### Your assignment
Look through the records, and wherever the string "clicks" turns up, copy out that line.
#### Exercise materials ####
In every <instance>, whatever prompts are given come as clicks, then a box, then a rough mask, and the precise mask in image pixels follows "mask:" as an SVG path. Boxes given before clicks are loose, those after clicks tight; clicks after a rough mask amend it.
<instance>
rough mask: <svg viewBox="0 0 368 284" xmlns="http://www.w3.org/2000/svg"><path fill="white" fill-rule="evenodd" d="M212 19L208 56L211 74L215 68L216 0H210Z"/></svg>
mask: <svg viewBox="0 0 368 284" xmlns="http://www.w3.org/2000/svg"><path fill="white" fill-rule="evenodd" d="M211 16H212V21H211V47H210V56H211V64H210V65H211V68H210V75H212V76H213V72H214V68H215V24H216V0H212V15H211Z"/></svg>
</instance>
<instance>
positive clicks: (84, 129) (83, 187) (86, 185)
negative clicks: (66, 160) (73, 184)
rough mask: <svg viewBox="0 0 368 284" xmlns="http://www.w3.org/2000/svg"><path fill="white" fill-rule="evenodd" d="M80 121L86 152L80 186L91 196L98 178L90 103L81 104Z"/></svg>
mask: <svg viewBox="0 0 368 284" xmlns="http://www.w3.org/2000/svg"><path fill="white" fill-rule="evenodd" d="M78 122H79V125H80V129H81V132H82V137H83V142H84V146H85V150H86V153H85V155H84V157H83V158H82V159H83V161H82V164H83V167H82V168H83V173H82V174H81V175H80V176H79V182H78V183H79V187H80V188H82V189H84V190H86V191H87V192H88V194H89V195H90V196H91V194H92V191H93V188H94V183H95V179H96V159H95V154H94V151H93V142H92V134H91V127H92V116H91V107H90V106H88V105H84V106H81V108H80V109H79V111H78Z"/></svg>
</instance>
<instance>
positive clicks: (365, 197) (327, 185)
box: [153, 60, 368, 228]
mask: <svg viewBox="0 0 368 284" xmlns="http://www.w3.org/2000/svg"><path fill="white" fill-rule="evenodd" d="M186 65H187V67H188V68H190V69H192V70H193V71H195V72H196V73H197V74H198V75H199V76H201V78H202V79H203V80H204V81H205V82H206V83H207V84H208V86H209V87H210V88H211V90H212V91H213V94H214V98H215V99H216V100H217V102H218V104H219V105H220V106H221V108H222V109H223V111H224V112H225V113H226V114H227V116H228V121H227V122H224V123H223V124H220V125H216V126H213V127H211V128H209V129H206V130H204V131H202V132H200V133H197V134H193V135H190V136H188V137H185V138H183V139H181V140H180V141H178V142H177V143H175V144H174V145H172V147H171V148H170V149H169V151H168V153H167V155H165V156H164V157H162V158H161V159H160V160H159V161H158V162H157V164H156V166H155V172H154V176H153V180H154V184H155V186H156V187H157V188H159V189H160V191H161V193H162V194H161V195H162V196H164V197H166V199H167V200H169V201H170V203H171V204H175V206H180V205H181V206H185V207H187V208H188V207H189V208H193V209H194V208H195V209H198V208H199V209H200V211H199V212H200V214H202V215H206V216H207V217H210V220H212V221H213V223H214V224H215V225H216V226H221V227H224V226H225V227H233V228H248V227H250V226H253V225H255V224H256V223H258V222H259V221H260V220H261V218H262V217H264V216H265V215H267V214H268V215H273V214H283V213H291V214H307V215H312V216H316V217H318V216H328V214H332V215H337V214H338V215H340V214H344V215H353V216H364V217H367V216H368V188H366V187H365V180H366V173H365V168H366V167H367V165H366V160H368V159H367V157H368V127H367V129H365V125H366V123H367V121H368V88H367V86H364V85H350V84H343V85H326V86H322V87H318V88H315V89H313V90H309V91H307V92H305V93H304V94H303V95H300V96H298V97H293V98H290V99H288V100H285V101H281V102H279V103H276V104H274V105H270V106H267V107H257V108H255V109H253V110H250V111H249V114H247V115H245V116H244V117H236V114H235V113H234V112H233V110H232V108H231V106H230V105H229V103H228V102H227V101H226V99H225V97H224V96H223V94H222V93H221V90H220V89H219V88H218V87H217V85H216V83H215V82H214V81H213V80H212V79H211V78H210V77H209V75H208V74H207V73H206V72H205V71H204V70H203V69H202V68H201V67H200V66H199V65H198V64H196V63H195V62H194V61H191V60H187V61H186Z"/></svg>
####
### Exercise solution
In every <instance>, whatever prompts are given come as clicks, then a box, then a rough mask, and the precise mask in image pixels follows "mask:" as an SVG path. Boxes given before clicks are loose, those after clicks tight; clicks after a rough mask amend it.
positive clicks: (84, 129) (83, 187) (86, 185)
negative clicks: (66, 160) (73, 184)
positive clicks: (365, 197) (327, 185)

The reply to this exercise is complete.